#### [Records shown]
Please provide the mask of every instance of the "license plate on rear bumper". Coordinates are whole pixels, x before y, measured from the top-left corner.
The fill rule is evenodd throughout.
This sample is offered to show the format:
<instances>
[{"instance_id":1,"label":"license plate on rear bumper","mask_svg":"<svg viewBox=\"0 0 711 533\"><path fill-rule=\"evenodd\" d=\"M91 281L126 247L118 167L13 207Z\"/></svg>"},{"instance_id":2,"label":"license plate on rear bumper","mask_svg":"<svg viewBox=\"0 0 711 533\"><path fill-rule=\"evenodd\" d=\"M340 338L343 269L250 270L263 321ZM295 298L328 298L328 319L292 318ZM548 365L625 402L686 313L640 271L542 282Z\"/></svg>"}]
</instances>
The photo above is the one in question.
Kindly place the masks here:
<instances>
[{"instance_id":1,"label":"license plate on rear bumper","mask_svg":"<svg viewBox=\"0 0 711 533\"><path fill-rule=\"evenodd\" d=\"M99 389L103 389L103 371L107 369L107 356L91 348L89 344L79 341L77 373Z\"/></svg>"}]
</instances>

#### [Description of the task]
Please copy out every one of the records above word for word, keeping their original order.

#### [Worked solution]
Please provide the mask of every instance of the "license plate on rear bumper". Coordinates are whole pixels, x before y, measured from the top-left corner.
The fill rule is evenodd throughout.
This sample is offered to show the format:
<instances>
[{"instance_id":1,"label":"license plate on rear bumper","mask_svg":"<svg viewBox=\"0 0 711 533\"><path fill-rule=\"evenodd\" d=\"M91 281L126 247L118 167L13 207Z\"/></svg>"},{"instance_id":2,"label":"license plate on rear bumper","mask_svg":"<svg viewBox=\"0 0 711 533\"><path fill-rule=\"evenodd\" d=\"M340 338L343 269L250 270L263 321ZM295 298L328 298L328 319L292 318ZM548 365L625 402L686 313L640 271L542 282Z\"/></svg>"}]
</instances>
The photo above is the one in question.
Kindly place the masks here:
<instances>
[{"instance_id":1,"label":"license plate on rear bumper","mask_svg":"<svg viewBox=\"0 0 711 533\"><path fill-rule=\"evenodd\" d=\"M99 389L103 389L103 371L107 369L107 356L91 348L89 344L79 341L77 373Z\"/></svg>"}]
</instances>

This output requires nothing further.